═══ SELECTED EXTRACT ═══
Fifa: Sepp Blatter ready to change, says Karl-Heinz Rummenigge
Fifa president Sepp Blatter is "ready to change", according to the man who represents more than 200 of Europe's leading football clubs.
Karl-Heinz Rummenigge, who leads the European Club Association (ECA), says the head of football's world governing body has been stung by criticism.
The 59-year-old former West Germany international striker also believes Fifa is changing "in a good way".
Blatter, 79, is seeking a fifth consecutive term as Fifa president.
He is the favourite to triumph over three rival candidates - Luis Figo, Michael van Praag and Prince Ali of Jordan - in this year's presidential election.
"In discussions we've had I always had the impression he [Blatter] was a bit upset about the fact he is criticised by the media as a whole," Rummenigge told BBC Sport.
"He's ready to change. So I'm not so pessimistic about him. I'm quite optimistic that in Fifa things are changing in a good way."
That marks a radical change of opinion by Rummenigge given his previous call for "revolution" within Fifa's leadership.
|Sepp Blatter in focus|
|Born 10 March 1936, Switzerland|
|Has a degree in business administration and economics from the University of Lausanne|
|Played football in the Swiss amateur league|
|Fifa technical director from 1975-1981 and general secretary from 1981-1998|
|Was elected as the eighth Fifa president on 8 June, 1998|
The German, who is also chief executive of the company which controls Bayern Munich, made his latest comments after announcing significant new deals with both Fifa and Uefa that will provide European clubs with more money and a bigger say in key negotiations.
Fifa announced in March that clubs will share £142m for providing players for the 2018 and 2022 World Cups in Russia and Qatar respectively. That figure represents a trebling of the current contract.
The ECA has also reached an agreement with Uefa over Euro 2020, a tournament to be played across 13 different cities.
The new deal will see clubs share 8% of the income from broadcast rights, commercial takings, ticketing and hospitality.
═══ SOURCE DATA ═══
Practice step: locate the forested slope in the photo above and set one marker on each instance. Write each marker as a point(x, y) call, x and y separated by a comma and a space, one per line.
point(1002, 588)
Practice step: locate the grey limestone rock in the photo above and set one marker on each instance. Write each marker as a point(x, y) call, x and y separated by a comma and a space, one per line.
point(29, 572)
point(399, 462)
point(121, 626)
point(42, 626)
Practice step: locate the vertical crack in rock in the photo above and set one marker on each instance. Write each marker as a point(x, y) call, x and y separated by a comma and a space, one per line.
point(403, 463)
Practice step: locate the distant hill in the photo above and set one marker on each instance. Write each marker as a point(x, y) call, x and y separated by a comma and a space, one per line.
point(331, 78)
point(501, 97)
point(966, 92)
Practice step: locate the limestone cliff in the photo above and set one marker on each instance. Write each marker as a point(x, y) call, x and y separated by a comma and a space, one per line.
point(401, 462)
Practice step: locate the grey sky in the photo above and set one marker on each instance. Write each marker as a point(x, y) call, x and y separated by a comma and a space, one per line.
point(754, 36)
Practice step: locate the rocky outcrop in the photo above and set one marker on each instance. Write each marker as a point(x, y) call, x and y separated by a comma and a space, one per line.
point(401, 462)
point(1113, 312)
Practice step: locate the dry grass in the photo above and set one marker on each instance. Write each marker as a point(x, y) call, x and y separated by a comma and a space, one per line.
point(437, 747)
═══
-- ACTIVITY --
In the article about Sepp Blatter, what share of the Euro 2020 income will the clubs split under the new deal with Uefa?

-- EXPECTED OUTPUT --
8% of the income from broadcast rights, commercial takings, ticketing and hospitality.